REQUIREMENTS. Reproduce all of the records below word for word, leaving out the pictures.

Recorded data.
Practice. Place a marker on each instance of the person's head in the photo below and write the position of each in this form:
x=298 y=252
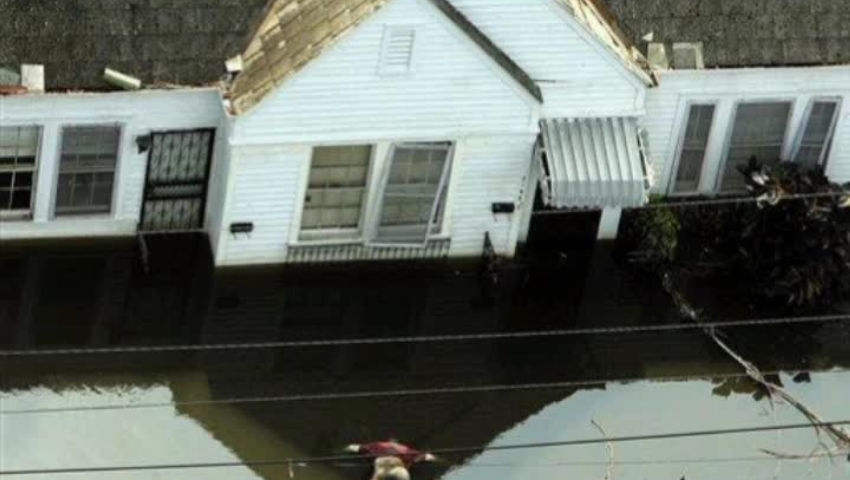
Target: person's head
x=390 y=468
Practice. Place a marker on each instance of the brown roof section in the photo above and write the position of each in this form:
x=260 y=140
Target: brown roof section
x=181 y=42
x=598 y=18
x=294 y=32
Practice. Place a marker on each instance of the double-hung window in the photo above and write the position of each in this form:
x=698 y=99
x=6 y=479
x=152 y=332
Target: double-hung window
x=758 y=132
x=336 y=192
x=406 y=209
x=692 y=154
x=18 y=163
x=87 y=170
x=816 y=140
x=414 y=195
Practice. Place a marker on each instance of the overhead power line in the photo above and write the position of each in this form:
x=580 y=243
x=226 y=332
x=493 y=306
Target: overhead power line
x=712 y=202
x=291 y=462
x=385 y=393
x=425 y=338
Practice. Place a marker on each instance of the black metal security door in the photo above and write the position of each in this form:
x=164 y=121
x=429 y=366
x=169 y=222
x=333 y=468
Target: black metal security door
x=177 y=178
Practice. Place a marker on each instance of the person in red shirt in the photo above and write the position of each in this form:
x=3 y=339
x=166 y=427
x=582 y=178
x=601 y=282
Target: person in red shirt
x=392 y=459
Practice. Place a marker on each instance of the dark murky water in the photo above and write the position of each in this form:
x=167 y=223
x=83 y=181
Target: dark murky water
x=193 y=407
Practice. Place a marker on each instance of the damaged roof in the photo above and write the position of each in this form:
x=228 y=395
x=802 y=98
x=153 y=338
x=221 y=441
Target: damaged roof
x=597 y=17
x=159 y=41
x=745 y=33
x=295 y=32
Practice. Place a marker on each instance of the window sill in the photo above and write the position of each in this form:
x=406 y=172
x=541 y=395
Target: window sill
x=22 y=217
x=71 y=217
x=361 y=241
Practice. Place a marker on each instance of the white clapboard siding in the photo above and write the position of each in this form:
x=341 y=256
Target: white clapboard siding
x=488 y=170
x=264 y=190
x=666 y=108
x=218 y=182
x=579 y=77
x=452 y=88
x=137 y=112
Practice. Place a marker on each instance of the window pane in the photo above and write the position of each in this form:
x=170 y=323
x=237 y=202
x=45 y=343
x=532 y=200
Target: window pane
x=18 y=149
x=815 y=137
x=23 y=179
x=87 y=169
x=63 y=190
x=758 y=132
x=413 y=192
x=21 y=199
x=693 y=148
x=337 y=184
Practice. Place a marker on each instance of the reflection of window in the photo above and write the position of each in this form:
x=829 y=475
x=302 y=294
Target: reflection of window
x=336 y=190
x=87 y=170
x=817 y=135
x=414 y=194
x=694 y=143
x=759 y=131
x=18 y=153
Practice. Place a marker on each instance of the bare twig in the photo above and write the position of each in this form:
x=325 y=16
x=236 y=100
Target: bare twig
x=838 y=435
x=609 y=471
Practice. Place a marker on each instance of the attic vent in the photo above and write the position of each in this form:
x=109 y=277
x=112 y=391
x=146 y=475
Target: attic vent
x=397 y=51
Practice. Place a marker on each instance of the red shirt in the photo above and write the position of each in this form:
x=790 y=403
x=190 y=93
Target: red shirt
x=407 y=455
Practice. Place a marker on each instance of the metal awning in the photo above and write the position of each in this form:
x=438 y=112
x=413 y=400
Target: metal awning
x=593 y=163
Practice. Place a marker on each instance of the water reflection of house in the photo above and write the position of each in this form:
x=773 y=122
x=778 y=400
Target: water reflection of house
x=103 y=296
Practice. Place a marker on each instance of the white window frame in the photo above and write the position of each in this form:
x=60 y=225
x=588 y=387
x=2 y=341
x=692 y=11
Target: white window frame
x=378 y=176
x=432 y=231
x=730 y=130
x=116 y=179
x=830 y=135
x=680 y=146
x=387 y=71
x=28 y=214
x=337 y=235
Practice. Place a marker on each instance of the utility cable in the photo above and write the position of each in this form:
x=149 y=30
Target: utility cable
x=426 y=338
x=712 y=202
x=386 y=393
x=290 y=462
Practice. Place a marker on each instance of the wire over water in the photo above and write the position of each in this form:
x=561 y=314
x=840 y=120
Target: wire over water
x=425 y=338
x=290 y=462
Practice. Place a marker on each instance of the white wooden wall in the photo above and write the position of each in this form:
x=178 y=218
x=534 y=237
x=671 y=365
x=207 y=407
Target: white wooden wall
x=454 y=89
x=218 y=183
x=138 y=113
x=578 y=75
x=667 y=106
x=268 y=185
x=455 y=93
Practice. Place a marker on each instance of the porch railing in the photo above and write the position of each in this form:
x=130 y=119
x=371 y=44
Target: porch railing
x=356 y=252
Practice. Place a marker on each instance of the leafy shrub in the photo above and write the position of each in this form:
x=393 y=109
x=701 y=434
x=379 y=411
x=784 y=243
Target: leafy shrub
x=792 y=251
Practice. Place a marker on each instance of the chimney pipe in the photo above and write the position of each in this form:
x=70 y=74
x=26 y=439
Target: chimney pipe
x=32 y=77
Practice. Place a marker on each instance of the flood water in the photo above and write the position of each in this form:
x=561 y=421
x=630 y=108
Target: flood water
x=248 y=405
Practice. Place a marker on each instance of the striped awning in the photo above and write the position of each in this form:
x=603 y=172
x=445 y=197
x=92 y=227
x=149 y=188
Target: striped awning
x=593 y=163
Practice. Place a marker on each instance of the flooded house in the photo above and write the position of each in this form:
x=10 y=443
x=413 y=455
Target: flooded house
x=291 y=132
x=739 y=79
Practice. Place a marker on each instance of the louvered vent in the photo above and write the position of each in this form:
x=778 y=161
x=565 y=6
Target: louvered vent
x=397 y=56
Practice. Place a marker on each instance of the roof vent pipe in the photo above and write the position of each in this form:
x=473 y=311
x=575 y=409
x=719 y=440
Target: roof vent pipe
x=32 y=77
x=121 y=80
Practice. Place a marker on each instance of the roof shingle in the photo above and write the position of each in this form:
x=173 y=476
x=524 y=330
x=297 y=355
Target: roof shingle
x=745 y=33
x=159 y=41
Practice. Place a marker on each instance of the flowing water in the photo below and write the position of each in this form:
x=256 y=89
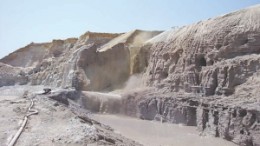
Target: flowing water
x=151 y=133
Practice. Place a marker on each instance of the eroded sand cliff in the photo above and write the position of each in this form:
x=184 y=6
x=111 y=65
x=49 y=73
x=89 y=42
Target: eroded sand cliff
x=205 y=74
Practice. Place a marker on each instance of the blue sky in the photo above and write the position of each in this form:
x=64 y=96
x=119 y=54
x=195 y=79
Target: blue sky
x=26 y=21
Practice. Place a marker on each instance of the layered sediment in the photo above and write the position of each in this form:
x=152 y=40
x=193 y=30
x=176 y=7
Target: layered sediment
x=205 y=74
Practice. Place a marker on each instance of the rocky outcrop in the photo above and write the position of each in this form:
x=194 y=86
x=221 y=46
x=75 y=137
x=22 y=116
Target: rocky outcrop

RESPONSE TO THIS TASK.
Practice. Place a marker on each instance of the person's head in the photo below and write the position of each in this form:
x=298 y=252
Target: person's head
x=390 y=468
Practice. Place a marker on each instance of the brown roof section in the photo above and write the position of each in this form:
x=260 y=140
Target: brown roof section
x=181 y=42
x=598 y=18
x=294 y=32
Practice. Place a marker on each instance of the double-hung window in the photo above and write the position of each in this form:
x=698 y=99
x=6 y=479
x=152 y=332
Target: double-hung window
x=758 y=132
x=336 y=192
x=406 y=209
x=692 y=154
x=18 y=163
x=87 y=170
x=816 y=140
x=414 y=195
Practice. Place a marker on each instance of the overhead power line in the photo above and write the position of each in this form:
x=580 y=243
x=226 y=332
x=493 y=306
Target: overhead power line
x=712 y=202
x=291 y=462
x=385 y=393
x=425 y=338
Practice. Place a marker on each instance of the black metal security door in the photo above and write the position of each in this form:
x=164 y=121
x=429 y=366
x=169 y=222
x=333 y=468
Target: black metal security door
x=177 y=178
Practice. Place a marker on each instance of the person in red shirt in the photo above and write the position of each in this form:
x=3 y=339
x=166 y=427
x=582 y=178
x=601 y=282
Target: person in red shirt
x=392 y=459
Practice. Place a marker on each instance of the dark murky water in the photo above and write the position of each in this form:
x=167 y=223
x=83 y=181
Target: dark murky water
x=193 y=407
Practice. Place a marker on each instance of the damaged roof in the photo above and write the position of each in this form:
x=228 y=395
x=802 y=98
x=153 y=338
x=221 y=441
Target: damaged roof
x=597 y=17
x=159 y=41
x=745 y=33
x=295 y=32
Practice. Place a marker on each instance of the window sill in the photo above and write the position of each in this form:
x=406 y=172
x=541 y=395
Target: window sill
x=22 y=217
x=71 y=217
x=361 y=241
Practice. Place a marker on each instance of the white clapboard siding in the photo above and write the position of each in this form:
x=341 y=256
Target: white clapboard siding
x=488 y=170
x=264 y=190
x=666 y=108
x=218 y=182
x=579 y=77
x=452 y=88
x=137 y=112
Practice. Place a marker on each instance of the window pane in the photo above and write the position of each in this form:
x=170 y=323
x=237 y=202
x=45 y=343
x=532 y=200
Target: window pane
x=18 y=149
x=815 y=137
x=23 y=179
x=87 y=169
x=63 y=190
x=758 y=132
x=413 y=192
x=21 y=199
x=693 y=148
x=337 y=184
Practice. Place a marker on each instance of the reflection of window in the photo above and write the position of each in this form:
x=829 y=475
x=302 y=294
Target: reflection of window
x=336 y=190
x=87 y=170
x=817 y=135
x=414 y=194
x=694 y=143
x=759 y=131
x=18 y=153
Practice. Place a marker on each instance of the bare twig in the photo above and write the position of each in this form:
x=325 y=16
x=236 y=100
Target: bare twig
x=838 y=435
x=609 y=471
Practice. Place a marker on each instance of the attic vent in the photo above and write the position of each in this form:
x=109 y=277
x=112 y=391
x=146 y=475
Target: attic vent
x=397 y=51
Practice. Place a marker on each instance of the red shirt in the photo above and write the position of each in this form:
x=790 y=403
x=190 y=93
Target: red shirt
x=407 y=455
Practice. Place a marker on each instance of the metal awning in the photo above and write the position of each in this form:
x=438 y=112
x=413 y=400
Target: metal awning
x=593 y=163
Practice. Place a marker on each instance of the water reflection of house in the photo above and write the position of each in this form:
x=773 y=122
x=778 y=400
Target: water reflection of house
x=103 y=296
Practice. Place a marker on each instance of the white window frame in the photo above and write the position of each in this form:
x=60 y=225
x=588 y=387
x=2 y=341
x=692 y=11
Target: white window frame
x=378 y=176
x=432 y=231
x=730 y=130
x=116 y=179
x=830 y=135
x=680 y=146
x=387 y=71
x=28 y=214
x=337 y=235
Practice. Place a marker on each instance of the utility cable in the photo above and write the position of each in this form:
x=149 y=30
Target: utility cable
x=426 y=338
x=712 y=202
x=386 y=393
x=290 y=462
Practice. Place a marker on each instance of the wire over water in the photo above and write the position of each in this form:
x=561 y=314
x=840 y=120
Target: wire over water
x=425 y=338
x=290 y=462
Practice. Place a marker on each instance of the white wooden wall in the photo above and write the position of each in this form:
x=178 y=218
x=534 y=237
x=671 y=365
x=207 y=407
Target: white wooden wall
x=454 y=89
x=218 y=183
x=138 y=113
x=578 y=75
x=667 y=106
x=268 y=185
x=455 y=93
Practice. Place a marker on each instance of the porch railing in the photo above and write the position of each in this form:
x=130 y=119
x=371 y=44
Target: porch railing
x=356 y=252
Practice. Place a marker on each instance of the leafy shrub in the photo above and write the position of each in this form:
x=393 y=109
x=701 y=434
x=379 y=411
x=784 y=243
Target: leafy shrub
x=792 y=251
Practice. Place a marker on each instance of the chimney pipe in the photo above and write the position of each in this form:
x=70 y=74
x=26 y=439
Target: chimney pipe
x=32 y=77
Practice. Place a marker on each instance of the flood water in the photo above and write the position of each in this form:
x=561 y=421
x=630 y=108
Target: flood water
x=248 y=405
Practice. Place a marker on each instance of the striped awning in the photo above and write the position of each in this form:
x=603 y=172
x=445 y=197
x=92 y=227
x=149 y=188
Target: striped awning
x=593 y=163
Practice. Place a marker on each instance of the flooded house in the photo above and write the position of each in this form:
x=10 y=443
x=413 y=455
Target: flooded house
x=291 y=132
x=739 y=79
Practice. Place a marker on each instance of the louvered vent in the photo above and write the position of each in this form:
x=778 y=161
x=565 y=6
Target: louvered vent
x=397 y=56
Practice. Place a marker on each instance of the roof vent pipe in the photo above and write the position of each in this form:
x=473 y=311
x=575 y=409
x=719 y=440
Target: roof vent pipe
x=32 y=77
x=121 y=80
Practice. Place a marker on each instance of the roof shingle in the photo above and write the position of each in this form:
x=173 y=476
x=524 y=330
x=297 y=355
Target: roof shingle
x=745 y=33
x=159 y=41
Practice. Place a marker on each instance of the flowing water in the photo below and write the position of each in this form:
x=256 y=89
Target: flowing water
x=151 y=133
Practice. Place a marker on each instance of the eroded sand cliff in the photo above and write the position of each in this form:
x=184 y=6
x=111 y=65
x=49 y=73
x=89 y=42
Target: eroded sand cliff
x=205 y=74
Practice. Place a marker on each instance of the blue sky in the photo above and write the position of each in this form:
x=64 y=96
x=119 y=54
x=195 y=79
Target: blue sky
x=26 y=21
Practice. Place a marker on each instance of the layered sediment in the photo above and write the position of each in this form:
x=152 y=40
x=193 y=30
x=176 y=7
Target: layered sediment
x=205 y=74
Practice. Place a marker on each instance of the rocky outcrop in the photo above and write the position of each in this form:
x=194 y=86
x=221 y=46
x=75 y=137
x=22 y=116
Target: rocky outcrop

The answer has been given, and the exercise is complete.